* [Data rows]
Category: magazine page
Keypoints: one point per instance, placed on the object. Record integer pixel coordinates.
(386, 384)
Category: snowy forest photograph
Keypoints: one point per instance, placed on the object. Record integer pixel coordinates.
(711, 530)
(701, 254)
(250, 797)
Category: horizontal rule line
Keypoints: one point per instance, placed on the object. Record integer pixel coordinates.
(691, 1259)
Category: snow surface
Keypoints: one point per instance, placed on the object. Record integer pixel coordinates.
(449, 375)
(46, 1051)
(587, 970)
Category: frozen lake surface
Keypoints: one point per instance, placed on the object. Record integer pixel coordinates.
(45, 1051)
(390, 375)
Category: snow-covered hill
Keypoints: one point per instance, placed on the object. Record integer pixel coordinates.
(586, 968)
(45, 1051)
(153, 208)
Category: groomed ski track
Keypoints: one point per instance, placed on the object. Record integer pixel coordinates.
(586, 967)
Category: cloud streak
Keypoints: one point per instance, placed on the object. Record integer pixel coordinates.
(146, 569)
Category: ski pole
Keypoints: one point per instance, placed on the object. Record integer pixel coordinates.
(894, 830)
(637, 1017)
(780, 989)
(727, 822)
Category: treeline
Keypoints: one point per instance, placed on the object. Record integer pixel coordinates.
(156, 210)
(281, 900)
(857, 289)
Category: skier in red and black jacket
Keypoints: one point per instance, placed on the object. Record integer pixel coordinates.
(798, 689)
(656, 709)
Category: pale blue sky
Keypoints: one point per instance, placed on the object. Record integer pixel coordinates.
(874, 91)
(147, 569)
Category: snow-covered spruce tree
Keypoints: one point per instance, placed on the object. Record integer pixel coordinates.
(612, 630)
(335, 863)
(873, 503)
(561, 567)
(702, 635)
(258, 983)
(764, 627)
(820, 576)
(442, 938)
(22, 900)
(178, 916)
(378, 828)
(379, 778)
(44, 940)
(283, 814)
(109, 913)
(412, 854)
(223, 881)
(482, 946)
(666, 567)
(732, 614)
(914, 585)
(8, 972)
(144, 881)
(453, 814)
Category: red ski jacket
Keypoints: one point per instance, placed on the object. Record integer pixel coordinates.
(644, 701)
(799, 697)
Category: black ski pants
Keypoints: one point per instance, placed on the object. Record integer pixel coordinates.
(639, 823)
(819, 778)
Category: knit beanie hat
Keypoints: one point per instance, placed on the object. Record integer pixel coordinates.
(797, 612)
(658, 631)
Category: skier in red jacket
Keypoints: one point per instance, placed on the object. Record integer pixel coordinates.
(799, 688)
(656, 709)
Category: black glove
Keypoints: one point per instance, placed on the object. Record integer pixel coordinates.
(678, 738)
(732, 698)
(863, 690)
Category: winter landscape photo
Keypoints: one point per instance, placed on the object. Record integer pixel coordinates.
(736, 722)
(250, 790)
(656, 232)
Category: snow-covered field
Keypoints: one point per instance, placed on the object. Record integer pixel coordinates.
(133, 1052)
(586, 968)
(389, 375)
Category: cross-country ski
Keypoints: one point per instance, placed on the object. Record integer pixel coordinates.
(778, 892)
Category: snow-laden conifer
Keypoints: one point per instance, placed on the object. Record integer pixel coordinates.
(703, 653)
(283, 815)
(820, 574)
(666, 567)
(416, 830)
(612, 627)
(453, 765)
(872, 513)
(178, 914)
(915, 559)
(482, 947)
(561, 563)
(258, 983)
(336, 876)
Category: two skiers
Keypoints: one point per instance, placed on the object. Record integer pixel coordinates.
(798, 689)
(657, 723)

* [Instructions to follow]
Transcribe all of the lines in the records precisely.

* [Answer below]
Category: magazine page
Keypoints: one point per instance, placed on the object. Record integer pixel coordinates.
(386, 384)
Category: snowy forest photograph
Keypoints: one point per instance, placed on the object. Record integer pixel coordinates.
(711, 530)
(701, 254)
(250, 797)
Category: horizontal rule line
Keypoints: one point per instance, placed on the object. Record integer pixel coordinates.
(691, 1259)
Category: snow surface
Keypoints: one point per instance, placed on the object. Record integer pixel coordinates.
(449, 375)
(46, 1051)
(587, 970)
Category: frozen lake surface
Keypoints: one point per instance, placed on the object. Record integer pixel coordinates.
(45, 1051)
(390, 375)
Category: snow-covered hill
Keypoints: one point per instance, placed on the object. Record integer pixel coordinates.
(586, 968)
(45, 1051)
(153, 208)
Category: groomed ski track
Keypoints: one point per instance, placed on the object. Record integer pixel coordinates.
(586, 967)
Category: cloud streak
Keypoints: one point per instance, placed on the object. Record integer pixel coordinates.
(146, 569)
Category: ski pole
Keypoints: one point per instance, placed on the object. Record integer pixel coordinates.
(894, 830)
(637, 1017)
(780, 989)
(727, 822)
Category: treeline
Keypoints: one point per instance, placed on the object. Record integer pixel coordinates.
(156, 210)
(281, 900)
(857, 289)
Category: skier in red and black jacket
Keypoints: one point per instance, placed on the object. Record integer pixel coordinates.
(798, 689)
(656, 709)
Category: pale blue sky
Keypoints: one point per instance, placed on the object. Record integer pixel coordinates.
(874, 91)
(147, 569)
Category: snow-covered spruce tree
Keypoints: one point per instance, placed on the object. Record integer pixel coordinates.
(612, 630)
(335, 863)
(873, 503)
(561, 567)
(702, 635)
(258, 983)
(764, 627)
(820, 576)
(442, 938)
(22, 900)
(178, 916)
(378, 828)
(379, 778)
(44, 940)
(283, 814)
(109, 913)
(412, 854)
(223, 881)
(482, 946)
(666, 567)
(732, 614)
(914, 585)
(8, 972)
(144, 881)
(453, 814)
Category: red ski jacket
Keypoints: one point per instance, placed on the object. Record integer pixel coordinates.
(644, 701)
(799, 697)
Category: black ski pants
Keypoints: one point per instance, placed on the object. Record integer pixel coordinates.
(639, 823)
(819, 778)
Category: knit beanie hat
Keypoints: one point per instance, placed on the object. Record integer pixel coordinates.
(797, 612)
(658, 631)
Category: skier in red jacket
Keypoints: one point per instance, placed on the object. Record integer pixel coordinates.
(799, 688)
(656, 709)
Category: black glove
Keypoints: one point per instance, placed on the object. Record integer pixel coordinates.
(678, 738)
(732, 698)
(863, 690)
Category: winter landscape photo
Keypoints: one point per instance, placed on the object. Record integer pixel coordinates.
(736, 722)
(250, 790)
(656, 232)
Category: snow-covered field
Keypoints: one point per instance, placed on the object. Record integer pixel coordinates.
(133, 1052)
(586, 968)
(389, 375)
Category: cross-country ski
Keypoints: one point per instance, placed on the object. Record integer pixel coordinates.
(778, 892)
Category: snow-laden conifer
Keypoints: one point per instance, placed on the object. Record integer pixel coordinates.
(703, 653)
(283, 815)
(820, 574)
(666, 567)
(416, 830)
(612, 627)
(453, 765)
(872, 513)
(178, 914)
(915, 559)
(482, 947)
(561, 563)
(258, 983)
(336, 876)
Category: two skiers
Keypoints: one point per instance, placed on the object. Record integer pixel coordinates.
(798, 689)
(657, 723)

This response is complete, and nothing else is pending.